* Begin *

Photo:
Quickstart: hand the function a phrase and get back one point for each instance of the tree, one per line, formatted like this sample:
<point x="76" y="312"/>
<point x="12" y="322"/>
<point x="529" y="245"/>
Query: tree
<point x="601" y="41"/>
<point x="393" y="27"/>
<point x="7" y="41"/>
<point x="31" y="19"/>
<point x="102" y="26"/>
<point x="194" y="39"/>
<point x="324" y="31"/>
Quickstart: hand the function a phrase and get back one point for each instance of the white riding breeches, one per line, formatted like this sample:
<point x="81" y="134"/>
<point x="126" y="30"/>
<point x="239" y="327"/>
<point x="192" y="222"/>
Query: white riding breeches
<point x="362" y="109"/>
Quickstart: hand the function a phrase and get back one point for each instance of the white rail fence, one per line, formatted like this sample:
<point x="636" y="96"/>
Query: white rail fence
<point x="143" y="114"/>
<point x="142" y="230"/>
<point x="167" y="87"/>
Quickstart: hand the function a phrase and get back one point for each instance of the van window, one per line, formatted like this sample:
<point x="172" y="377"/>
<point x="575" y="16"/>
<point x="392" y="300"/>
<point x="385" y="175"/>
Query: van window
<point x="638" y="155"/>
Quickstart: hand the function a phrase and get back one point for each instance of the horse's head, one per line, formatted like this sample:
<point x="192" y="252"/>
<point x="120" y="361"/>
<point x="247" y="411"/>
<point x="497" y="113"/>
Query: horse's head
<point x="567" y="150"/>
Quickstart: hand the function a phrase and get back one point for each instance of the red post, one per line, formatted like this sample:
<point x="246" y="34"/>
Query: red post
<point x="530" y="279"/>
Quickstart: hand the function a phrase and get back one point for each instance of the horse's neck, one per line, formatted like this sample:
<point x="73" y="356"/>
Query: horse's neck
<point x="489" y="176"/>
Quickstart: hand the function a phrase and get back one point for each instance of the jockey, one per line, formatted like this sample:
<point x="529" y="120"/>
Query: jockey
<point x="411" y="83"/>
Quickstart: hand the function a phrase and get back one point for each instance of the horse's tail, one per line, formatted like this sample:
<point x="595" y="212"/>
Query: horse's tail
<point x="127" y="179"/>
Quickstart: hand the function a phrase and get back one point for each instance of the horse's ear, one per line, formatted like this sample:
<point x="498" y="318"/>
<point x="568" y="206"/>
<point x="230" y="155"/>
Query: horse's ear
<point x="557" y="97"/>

* End *

## Required work
Return every entry exactly as given.

## Response to this exercise
Photo:
Quickstart: hand the function a phrase and get back one point for each instance of the tree, one per line, formatted like this sample:
<point x="76" y="312"/>
<point x="12" y="322"/>
<point x="529" y="245"/>
Query: tree
<point x="601" y="41"/>
<point x="393" y="27"/>
<point x="7" y="41"/>
<point x="31" y="19"/>
<point x="102" y="26"/>
<point x="194" y="39"/>
<point x="324" y="31"/>
Quickstart: hand the function a phrase and get back one point for each instance of the white riding breeches, one per line, formatted like this sample:
<point x="81" y="134"/>
<point x="126" y="30"/>
<point x="239" y="327"/>
<point x="192" y="222"/>
Query: white riding breeches
<point x="362" y="109"/>
Quickstart: hand the function a phrase and get back one point for each instance of the white rail fence, one per line, formatted like this sample:
<point x="636" y="96"/>
Query: white rail fence
<point x="143" y="114"/>
<point x="142" y="230"/>
<point x="167" y="87"/>
Quickstart: hand the function a phrase and get back one point for each instance of the van window, one per line, formatted like this sample:
<point x="172" y="377"/>
<point x="575" y="16"/>
<point x="392" y="300"/>
<point x="385" y="175"/>
Query: van window
<point x="638" y="155"/>
Quickstart: hand the function a phrase and get back one point for each instance of the horse's head, one per line, formatted like this sample:
<point x="192" y="252"/>
<point x="120" y="361"/>
<point x="247" y="411"/>
<point x="497" y="113"/>
Query: horse's head
<point x="567" y="150"/>
Quickstart: hand the function a phrase and get back one point for each instance of the red post, one per line, formatted like this sample:
<point x="246" y="34"/>
Query: red post
<point x="530" y="279"/>
Quickstart: hand the function a phrase and get back one point for each instance of the horse's neck, one per line, formatted like this sample:
<point x="73" y="356"/>
Query: horse's neck
<point x="489" y="176"/>
Quickstart: hand the function a phrase and get back one point for each instance of the jockey, one per line, formatted like this sample:
<point x="529" y="120"/>
Query: jockey
<point x="411" y="83"/>
Quickstart: hand the function a phrase and get back one point for each instance of the horse's tail, one per line, formatted like this sample:
<point x="595" y="212"/>
Query: horse's tail
<point x="127" y="179"/>
Quickstart: hand the function a phrase and get back one point for each instance of the horse's ear, one per line, formatted like this sample:
<point x="498" y="318"/>
<point x="568" y="206"/>
<point x="230" y="155"/>
Query: horse's ear
<point x="557" y="97"/>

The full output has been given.